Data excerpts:
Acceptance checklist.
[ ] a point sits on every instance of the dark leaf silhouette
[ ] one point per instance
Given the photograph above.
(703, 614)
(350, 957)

- [Instructions for the task]: Print the entries once more, character for character.

- [Exercise solution]:
Acceptance checklist.
[ ] a point sits on every instance of the dark leaf silhouette
[ ] one point per instance
Given the photograph above.
(703, 614)
(350, 957)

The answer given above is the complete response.